*Task requirements*.
A - According to the passage on complex conjugation for qubit registers, what is the error rate of the CNOT gates on the IBM public quantum computer?
B - Continue the passage on complex conjugation for qubit registers from the point at which it stops.

*Reading text*.
·····
According to the results of the Section 2, the unitary implementation of the complex conjugation for a 2- or 3-qubit register will require 48 or 144 CNOT gates. These numbers are beyond of the present capability of the IBM public quantum computer due to the finite error rate 1.5–2.5% of its CNOT gates. Here we utilize an alternative to the Section 2 approach (see SI for details), which is based on the arithmetic representation of the n-bit AND Boolean function34,

$$\begin{array}{rcl}{b}_{0}\wedge {b}_{1}\wedge \cdots \wedge {b}_{n-1} & = & \frac{1}{{2}^{n-1}}(\sum _{{i}_{1}}\,{b}_{{i}_{1}}-\sum _{{i}_{1} < {i}_{2}}\,{b}_{{i}_{1}}\oplus {b}_{{i}_{2}}\\ & & +\,\sum _{{i}_{1} < {i}_{2} < {i}_{3}}\,{b}_{{i}_{1}}\oplus {b}_{{i}_{2}}\oplus {b}_{{i}_{3}}+\cdots +{(-1)}^{n-1}{b}_{0}\oplus \cdots \oplus {b}_{n-1}),\end{array}$$
(5)

where $${b}_{0}\wedge {b}_{1}\wedge \ldots$$ is 1 if and only if all $${b}_{0}={b}_{1}=\cdots =1$$ and $${b}_{0}\oplus {b}_{1}\oplus \ldots$$ is modulo 2 addition. Consider, for instance, a 2-qubit situation. The complex conjugation $${\hat{U}}_{\psi }={\sum }_{k=0}^{3}\,{\hat{{\rm{\Phi }}}}_{k}({\phi }_{k})$$ can be alternatively represented as

$${\hat{U}}_{\psi }=\exp \,[\,-\,2i{\phi }_{00}\,{\bar{b}}_{0}\wedge {\bar{b}}_{1}-2i{\phi }_{01}\,{\bar{b}}_{0}\wedge {b}_{1}-2i{\phi }_{10}\,{b}_{0}\wedge {\bar{b}}_{1}-2i{\phi }_{11}\,{b}_{0}\wedge {b}_{1}],$$
(6)

where $${\bar{b}}_{i}$$ denotes a negation of the bit value. Summing up all four components in the exponent according to the Eq. (5) one decomposes $${\hat{U}}_{\psi }$$ operator into a product of 1-qubit and 2-qubit phase shifts operations:

$${\hat{U}}_{\psi }=\exp [\,-\,i{\alpha }_{0}\,{b}_{0}-i{\beta }_{0}\,{\bar{b}}_{0}]\,\exp \,[\,-\,i{\alpha }_{1}\,{b}_{1}-i{\beta }_{1}\,{\bar{b}}_{1}]\,\exp \,[\,-\,i{\alpha }_{01}\,{b}_{0}\oplus {b}_{1}-i{\beta }_{01}\overline{{b}_{0}\oplus {b}_{1}}],$$
(7)
·····
*Provided data*.
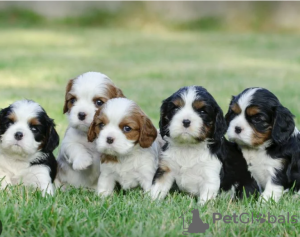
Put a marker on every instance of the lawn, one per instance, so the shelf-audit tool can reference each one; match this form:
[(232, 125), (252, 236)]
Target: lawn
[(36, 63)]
·····
*The responses*.
A - 1.5–2.5%

B -
where ai, βj are linear combinations of the phase shifts $${\phi }_{k}$$. The modulo 2 addition $${b}_{0}\oplus {b}_{1}$$ can be effectively implemented with only two CNOT gates. This approach can be generalized for arbitrary number of qubits and turns out to be more efficient at small n since it does not need an ancillary qubits at all and requires $$(n-{\mathrm{1)2}}^{n-1}$$ CNOT gates for the complex conjugation of an arbitrary n-qubit state that wins over the approach discussed in Section 2 for $$n\le 48$$. In particular, at $$n=2$$ and 3 one needs only two or eight CNOT gates, respectively. The corresponding 2- and 3-qubit quantum circuits are shown on Fig. 3B and 3D.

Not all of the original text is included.